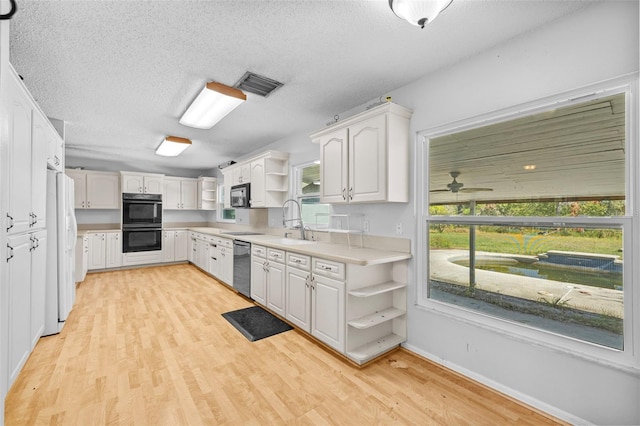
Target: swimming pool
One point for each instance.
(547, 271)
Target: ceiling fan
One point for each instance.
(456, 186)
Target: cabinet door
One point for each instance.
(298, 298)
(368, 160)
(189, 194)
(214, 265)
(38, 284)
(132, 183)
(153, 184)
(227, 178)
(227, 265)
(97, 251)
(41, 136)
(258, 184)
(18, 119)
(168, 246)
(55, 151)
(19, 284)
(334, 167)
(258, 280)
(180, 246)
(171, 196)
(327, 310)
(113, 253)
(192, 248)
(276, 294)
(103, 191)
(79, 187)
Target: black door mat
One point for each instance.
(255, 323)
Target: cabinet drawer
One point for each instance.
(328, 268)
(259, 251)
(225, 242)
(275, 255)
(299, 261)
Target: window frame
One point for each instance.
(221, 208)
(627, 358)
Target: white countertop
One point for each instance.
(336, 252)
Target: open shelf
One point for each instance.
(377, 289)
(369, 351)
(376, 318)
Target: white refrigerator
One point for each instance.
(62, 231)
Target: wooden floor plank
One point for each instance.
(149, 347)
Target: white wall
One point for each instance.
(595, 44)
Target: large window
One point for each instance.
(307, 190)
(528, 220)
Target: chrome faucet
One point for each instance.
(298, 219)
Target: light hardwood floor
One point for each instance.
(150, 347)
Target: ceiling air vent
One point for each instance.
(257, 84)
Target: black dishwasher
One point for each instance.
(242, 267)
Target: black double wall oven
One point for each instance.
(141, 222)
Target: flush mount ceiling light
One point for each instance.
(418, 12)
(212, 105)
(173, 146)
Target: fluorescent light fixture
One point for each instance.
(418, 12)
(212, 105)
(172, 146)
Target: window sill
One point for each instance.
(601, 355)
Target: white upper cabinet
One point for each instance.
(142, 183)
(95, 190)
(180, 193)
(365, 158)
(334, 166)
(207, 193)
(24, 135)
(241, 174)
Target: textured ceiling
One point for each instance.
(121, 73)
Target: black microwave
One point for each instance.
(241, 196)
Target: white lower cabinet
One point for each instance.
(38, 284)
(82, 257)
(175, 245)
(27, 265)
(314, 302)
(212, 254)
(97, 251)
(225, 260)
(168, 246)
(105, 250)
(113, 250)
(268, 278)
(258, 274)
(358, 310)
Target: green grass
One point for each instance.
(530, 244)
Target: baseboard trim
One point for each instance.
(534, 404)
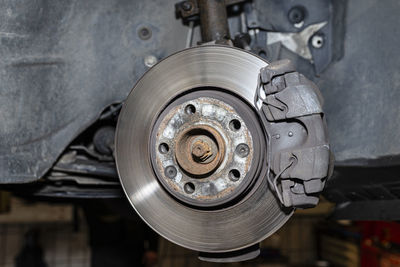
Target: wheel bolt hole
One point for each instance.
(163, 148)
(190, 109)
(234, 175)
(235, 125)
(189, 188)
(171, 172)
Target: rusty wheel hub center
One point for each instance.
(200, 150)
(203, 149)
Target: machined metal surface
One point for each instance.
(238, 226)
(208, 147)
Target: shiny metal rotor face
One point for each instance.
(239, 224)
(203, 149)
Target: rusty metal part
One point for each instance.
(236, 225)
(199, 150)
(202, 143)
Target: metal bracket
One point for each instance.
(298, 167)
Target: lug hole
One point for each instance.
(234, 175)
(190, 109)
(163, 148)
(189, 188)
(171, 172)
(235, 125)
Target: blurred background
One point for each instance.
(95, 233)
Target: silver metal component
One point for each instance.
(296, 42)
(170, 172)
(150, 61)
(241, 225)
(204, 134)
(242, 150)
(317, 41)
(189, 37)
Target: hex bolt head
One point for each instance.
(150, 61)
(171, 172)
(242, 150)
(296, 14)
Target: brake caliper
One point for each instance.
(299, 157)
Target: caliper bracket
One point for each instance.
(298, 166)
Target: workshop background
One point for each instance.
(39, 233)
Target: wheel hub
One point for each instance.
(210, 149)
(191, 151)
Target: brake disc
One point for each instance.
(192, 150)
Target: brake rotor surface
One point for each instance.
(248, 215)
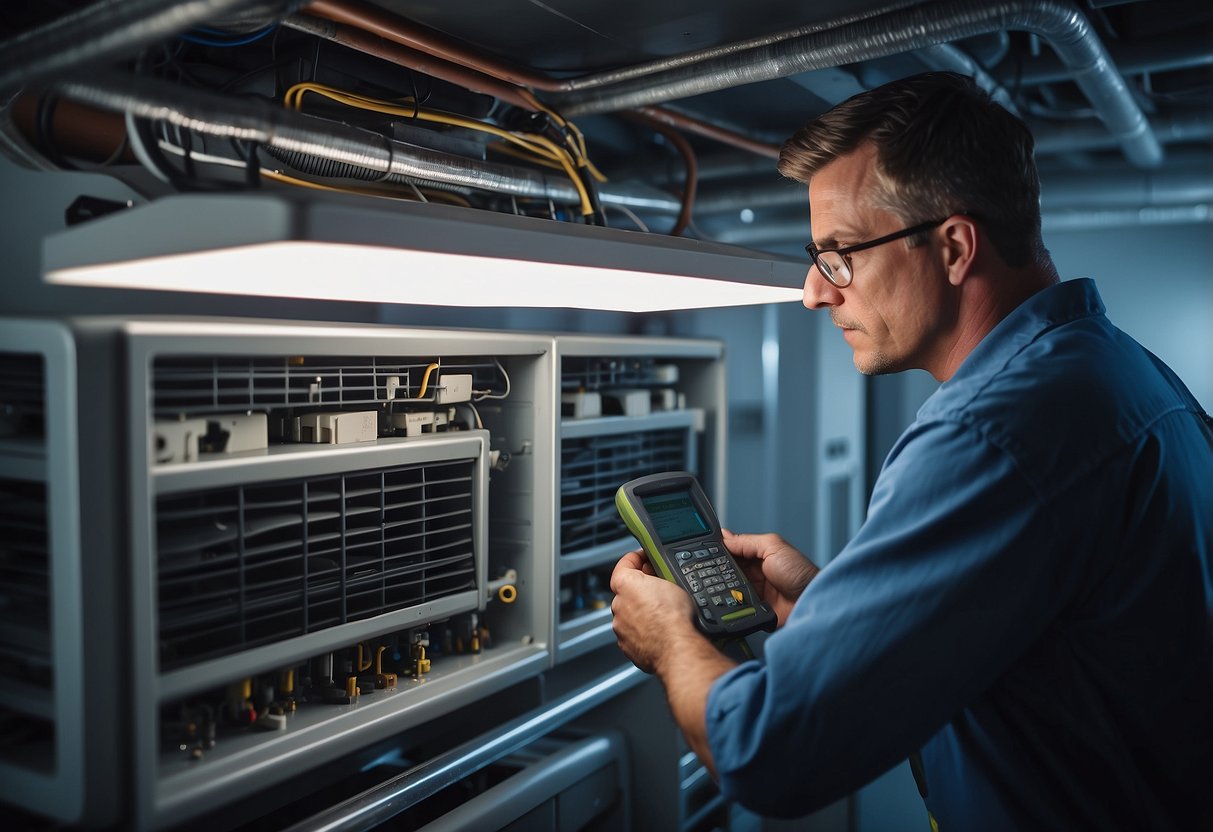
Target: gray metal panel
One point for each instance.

·····

Exercise instructions: Render the listing above as a Markdown table with the columns Number and Line, one row per line and numbered in order. Skip any blank lines and leave out the pictures.

Output of the task:
| Number | Line |
|---|---|
| 1 | Target: swimming pool |
| 2 | One point for each instance. |
| 3 | (547, 271) |
| 4 | Target: ceiling fan |
| 5 | One point for each instance. |
| 6 | (456, 186) |
| 7 | Target: cabinet door |
| 8 | One point for each instance. |
| 9 | (298, 298) |
| 10 | (368, 160) |
| 11 | (189, 194) |
| 12 | (214, 265) |
| 13 | (38, 284) |
| 14 | (132, 183) |
| 15 | (153, 184) |
| 16 | (227, 178) |
| 17 | (227, 265) |
| 18 | (97, 251) |
| 19 | (41, 136) |
| 20 | (258, 184) |
| 21 | (18, 119) |
| 22 | (168, 246) |
| 23 | (55, 151) |
| 24 | (19, 284) |
| 25 | (334, 167) |
| 26 | (258, 280) |
| 27 | (180, 246) |
| 28 | (171, 196) |
| 29 | (327, 310) |
| 30 | (113, 253) |
| 31 | (192, 248) |
| 32 | (276, 294) |
| 33 | (103, 191) |
| 34 | (79, 187) |
| 35 | Target: black door mat |
| 36 | One point for each instance. |
| 37 | (255, 323) |
| 38 | Target: cabinet drawer |
| 39 | One point for each instance. |
| 40 | (328, 268) |
| 41 | (259, 251) |
| 42 | (225, 242) |
| 43 | (275, 255) |
| 44 | (299, 261) |
| 45 | Target: window frame |
| 46 | One point for each instance. |
| 47 | (221, 208) |
| 48 | (627, 358) |
| 49 | Target: white countertop |
| 50 | One point for each instance. |
| 51 | (336, 252) |
| 52 | Target: open shelf |
| 53 | One point for each instance. |
| 54 | (377, 289) |
| 55 | (369, 351) |
| 56 | (376, 318) |
| 57 | Target: white refrigerator |
| 58 | One point for each instance. |
| 59 | (62, 231) |
| 60 | Target: wooden floor plank |
| 61 | One point for each instance. |
| 62 | (149, 347) |
| 63 | Target: white wall |
| 64 | One point for each instance. |
| 65 | (595, 44) |
| 66 | Target: large window |
| 67 | One point for each instance. |
| 68 | (307, 190) |
| 69 | (528, 220) |
| 70 | Target: chrome faucet |
| 71 | One point for each instance. |
| 72 | (298, 219) |
| 73 | Target: light hardwood floor |
| 74 | One point for each instance. |
| 75 | (150, 347) |
| 76 | Target: ceiling air vent |
| 77 | One point for each instance. |
| 78 | (257, 84) |
| 79 | Target: black dishwasher |
| 80 | One point for each instance. |
| 81 | (242, 267) |
| 82 | Target: black double wall oven |
| 83 | One point for each instance. |
| 84 | (141, 222) |
| 85 | Target: flush mount ceiling light |
| 86 | One point for each instance. |
| 87 | (418, 12) |
| 88 | (212, 105) |
| 89 | (173, 146) |
| 90 | Target: fluorescent light fixture |
| 91 | One point for each instance. |
| 92 | (418, 12) |
| 93 | (212, 105) |
| 94 | (172, 146) |
| 95 | Target: window sill |
| 96 | One point for each instance. |
| 97 | (601, 355) |
| 98 | Target: white upper cabinet |
| 99 | One point for each instance. |
| 100 | (142, 183) |
| 101 | (95, 190) |
| 102 | (180, 193) |
| 103 | (365, 158) |
| 104 | (334, 166) |
| 105 | (207, 193) |
| 106 | (24, 135) |
| 107 | (241, 174) |
| 108 | Target: textured ceiling |
| 109 | One point for each instance. |
| 110 | (121, 73) |
| 111 | Target: black microwave |
| 112 | One point for each instance. |
| 113 | (241, 196) |
| 114 | Target: white lower cabinet |
| 115 | One point for each instance. |
| 116 | (38, 284) |
| 117 | (82, 257) |
| 118 | (175, 245) |
| 119 | (27, 265) |
| 120 | (314, 302) |
| 121 | (212, 254) |
| 122 | (97, 251) |
| 123 | (225, 260) |
| 124 | (168, 246) |
| 125 | (105, 250) |
| 126 | (113, 250) |
| 127 | (268, 278) |
| 128 | (258, 274) |
| 129 | (358, 310) |
| 130 | Target: green grass |
| 131 | One point for each instance. |
| 132 | (530, 244) |
| 133 | Target: baseboard trim |
| 134 | One point for each instance. |
| 135 | (534, 404) |
| 136 | Target: wheel bolt hole |
| 137 | One point for each instance. |
| 138 | (163, 148) |
| 139 | (190, 109) |
| 140 | (234, 175) |
| 141 | (235, 125) |
| 142 | (189, 188) |
| 143 | (171, 172) |
| 144 | Target: rusty wheel hub center |
| 145 | One point for each instance. |
| 146 | (200, 150) |
| 147 | (203, 149) |
| 148 | Target: machined metal surface |
| 149 | One point for each instance. |
| 150 | (238, 226) |
| 151 | (208, 147) |
| 152 | Target: shiny metal rotor face |
| 153 | One point for each instance. |
| 154 | (239, 224) |
| 155 | (203, 149) |
| 156 | Target: rusty metal part |
| 157 | One point for each instance. |
| 158 | (236, 225) |
| 159 | (199, 150) |
| 160 | (202, 143) |
| 161 | Target: metal bracket |
| 162 | One point for each instance. |
| 163 | (298, 167) |
| 164 | Target: lug hole |
| 165 | One point for each instance. |
| 166 | (234, 175) |
| 167 | (190, 109) |
| 168 | (163, 148) |
| 169 | (189, 188) |
| 170 | (171, 172) |
| 171 | (235, 125) |
| 172 | Target: blurred background |
| 173 | One point for each instance. |
| 174 | (95, 233) |
| 175 | Target: silver metal component |
| 176 | One point for each instance. |
| 177 | (296, 42) |
| 178 | (170, 172) |
| 179 | (150, 61) |
| 180 | (241, 225) |
| 181 | (204, 134) |
| 182 | (242, 150) |
| 183 | (317, 41) |
| 184 | (189, 37) |
| 185 | Target: hex bolt head |
| 186 | One point for each instance. |
| 187 | (150, 61) |
| 188 | (171, 172) |
| 189 | (242, 150) |
| 190 | (296, 14) |
| 191 | Target: brake caliper |
| 192 | One point for each instance. |
| 193 | (299, 157) |
| 194 | Target: caliper bracket |
| 195 | One point for each instance. |
| 196 | (298, 166) |
| 197 | Target: workshop background |
| 198 | One point for each instance. |
| 199 | (39, 233) |
| 200 | Target: wheel hub |
| 201 | One point for each instance. |
| 202 | (210, 149) |
| 203 | (191, 151) |
| 204 | Target: brake disc |
| 205 | One point for each instance. |
| 206 | (192, 150) |
| 207 | Target: brake rotor surface |
| 208 | One point for each instance. |
| 209 | (248, 215) |
| 210 | Target: gray metal panel |
| 211 | One point for each instance. |